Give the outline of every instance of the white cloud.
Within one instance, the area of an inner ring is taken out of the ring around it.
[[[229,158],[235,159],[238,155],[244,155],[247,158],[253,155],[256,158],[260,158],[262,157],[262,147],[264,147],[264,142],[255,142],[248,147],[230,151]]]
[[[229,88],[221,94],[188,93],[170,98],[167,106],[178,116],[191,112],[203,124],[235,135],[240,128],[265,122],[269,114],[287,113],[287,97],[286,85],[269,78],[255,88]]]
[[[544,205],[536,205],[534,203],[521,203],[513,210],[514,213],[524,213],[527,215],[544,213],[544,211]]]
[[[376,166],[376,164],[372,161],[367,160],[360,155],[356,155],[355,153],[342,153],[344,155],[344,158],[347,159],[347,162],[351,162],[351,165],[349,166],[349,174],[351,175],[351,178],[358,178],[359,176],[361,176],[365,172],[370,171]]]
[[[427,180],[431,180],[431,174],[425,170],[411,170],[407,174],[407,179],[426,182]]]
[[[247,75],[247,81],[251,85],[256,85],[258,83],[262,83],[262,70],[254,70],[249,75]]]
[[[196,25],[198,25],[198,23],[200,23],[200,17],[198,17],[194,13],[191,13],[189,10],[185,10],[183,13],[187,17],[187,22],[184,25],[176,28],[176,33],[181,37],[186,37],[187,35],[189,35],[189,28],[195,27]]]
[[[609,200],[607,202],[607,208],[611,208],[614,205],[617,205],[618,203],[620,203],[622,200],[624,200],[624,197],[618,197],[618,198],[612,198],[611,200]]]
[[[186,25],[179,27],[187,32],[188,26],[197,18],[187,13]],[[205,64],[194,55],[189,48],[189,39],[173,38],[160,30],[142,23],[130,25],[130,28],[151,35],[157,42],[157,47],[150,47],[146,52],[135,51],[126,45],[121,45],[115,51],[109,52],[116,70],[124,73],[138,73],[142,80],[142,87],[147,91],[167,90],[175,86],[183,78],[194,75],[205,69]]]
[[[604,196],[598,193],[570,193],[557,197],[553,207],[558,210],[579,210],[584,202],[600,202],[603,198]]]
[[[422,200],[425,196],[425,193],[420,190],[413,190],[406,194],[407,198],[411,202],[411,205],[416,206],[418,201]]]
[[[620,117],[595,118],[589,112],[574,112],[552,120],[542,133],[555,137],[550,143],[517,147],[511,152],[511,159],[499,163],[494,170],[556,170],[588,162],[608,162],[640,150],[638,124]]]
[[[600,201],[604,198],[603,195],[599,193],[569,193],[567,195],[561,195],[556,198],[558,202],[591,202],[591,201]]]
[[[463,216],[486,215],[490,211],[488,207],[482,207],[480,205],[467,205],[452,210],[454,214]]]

※

The task ▸
Copy each of the items above word for word, leaving nothing out and changing nothing.

Solution for this task ▸
Give the outline of every instance of the white cloud.
Within one instance, the area of an inner ring is taken out of the ring around it.
[[[229,158],[235,159],[238,155],[244,155],[247,158],[253,155],[256,158],[260,158],[262,157],[262,147],[264,147],[264,142],[255,142],[248,147],[230,151]]]
[[[229,88],[221,94],[188,93],[170,98],[167,106],[178,116],[191,112],[203,124],[235,135],[240,128],[265,122],[269,114],[287,113],[287,97],[286,85],[269,78],[255,88]]]
[[[544,205],[536,205],[534,203],[521,203],[513,210],[514,213],[524,213],[527,215],[544,213],[544,211]]]
[[[376,166],[376,164],[372,161],[367,160],[360,155],[356,155],[355,153],[342,153],[344,155],[344,158],[347,159],[347,162],[351,162],[351,165],[349,166],[349,174],[351,175],[351,178],[358,178],[359,176],[361,176],[365,172],[370,171]]]
[[[427,180],[431,180],[431,174],[425,170],[411,170],[407,174],[407,179],[426,182]]]
[[[247,75],[247,81],[251,85],[256,85],[258,83],[262,83],[262,70],[254,70],[249,75]]]
[[[196,25],[198,25],[198,23],[200,23],[200,17],[198,17],[194,13],[191,13],[189,10],[185,10],[183,13],[187,17],[187,22],[184,25],[176,28],[176,33],[181,37],[186,37],[187,35],[189,35],[189,28],[195,27]]]
[[[609,200],[607,202],[607,208],[611,208],[614,205],[617,205],[618,203],[620,203],[622,200],[624,200],[624,197],[618,197],[618,198],[612,198],[611,200]]]
[[[186,25],[179,27],[187,32],[188,26],[197,18],[187,13]],[[205,64],[194,55],[189,48],[189,39],[173,38],[160,30],[142,23],[130,25],[130,28],[151,35],[157,42],[157,47],[150,47],[146,52],[135,51],[126,45],[121,45],[115,51],[109,52],[116,70],[124,73],[138,73],[142,80],[142,87],[147,91],[167,90],[175,86],[183,78],[194,75],[205,69]]]
[[[604,196],[598,193],[570,193],[557,197],[553,207],[558,210],[579,210],[584,202],[600,202],[603,198]]]
[[[422,200],[425,196],[425,193],[420,190],[413,190],[406,194],[407,198],[411,202],[411,205],[416,206],[418,201]]]
[[[620,117],[595,118],[589,112],[574,112],[552,120],[542,133],[555,137],[550,143],[517,147],[511,152],[511,159],[499,163],[494,170],[556,170],[588,162],[608,162],[640,150],[638,124]]]
[[[600,201],[604,198],[603,195],[599,193],[569,193],[567,195],[561,195],[556,198],[558,202],[591,202],[591,201]]]
[[[463,216],[486,215],[490,211],[488,207],[482,207],[480,205],[467,205],[452,210],[454,214]]]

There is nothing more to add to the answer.